- RECORDS FOR THE EXERCISE:
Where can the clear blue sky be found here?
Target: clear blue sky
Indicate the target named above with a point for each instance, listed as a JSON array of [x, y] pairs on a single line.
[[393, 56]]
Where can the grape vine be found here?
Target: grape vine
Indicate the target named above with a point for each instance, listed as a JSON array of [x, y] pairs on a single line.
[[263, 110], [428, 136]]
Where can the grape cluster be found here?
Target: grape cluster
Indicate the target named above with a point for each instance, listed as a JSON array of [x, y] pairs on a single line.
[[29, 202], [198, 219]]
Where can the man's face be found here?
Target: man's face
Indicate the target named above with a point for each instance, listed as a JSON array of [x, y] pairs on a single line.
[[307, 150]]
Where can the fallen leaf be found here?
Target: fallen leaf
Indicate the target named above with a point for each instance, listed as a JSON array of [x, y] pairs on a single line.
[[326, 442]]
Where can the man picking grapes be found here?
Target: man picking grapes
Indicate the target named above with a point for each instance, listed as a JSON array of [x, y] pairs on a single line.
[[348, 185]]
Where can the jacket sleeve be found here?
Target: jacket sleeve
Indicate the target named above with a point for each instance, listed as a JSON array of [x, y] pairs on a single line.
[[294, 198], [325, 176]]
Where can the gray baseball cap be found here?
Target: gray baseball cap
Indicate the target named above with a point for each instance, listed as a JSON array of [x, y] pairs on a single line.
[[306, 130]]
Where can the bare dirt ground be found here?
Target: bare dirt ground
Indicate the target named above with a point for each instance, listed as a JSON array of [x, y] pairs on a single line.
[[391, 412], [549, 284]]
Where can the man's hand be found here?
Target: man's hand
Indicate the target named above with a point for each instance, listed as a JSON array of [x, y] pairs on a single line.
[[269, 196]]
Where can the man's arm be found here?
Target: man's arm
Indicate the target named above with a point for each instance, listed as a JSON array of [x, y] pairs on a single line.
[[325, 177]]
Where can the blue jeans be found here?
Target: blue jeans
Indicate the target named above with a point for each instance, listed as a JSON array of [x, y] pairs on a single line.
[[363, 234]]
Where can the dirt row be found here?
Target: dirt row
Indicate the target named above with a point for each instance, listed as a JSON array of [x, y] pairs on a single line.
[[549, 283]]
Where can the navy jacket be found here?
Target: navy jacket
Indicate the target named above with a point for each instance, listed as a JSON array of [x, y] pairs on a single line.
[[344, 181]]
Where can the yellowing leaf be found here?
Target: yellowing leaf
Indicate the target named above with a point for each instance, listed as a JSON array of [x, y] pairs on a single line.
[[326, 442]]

- WORK TO BE COMPLETED: Look over the listing and return each line that holds "dirt".

- YOUR RESPONSE:
Where can the bare dirt ground be found here?
Target: bare dirt ground
Where can the dirt row be found here?
Target: dirt row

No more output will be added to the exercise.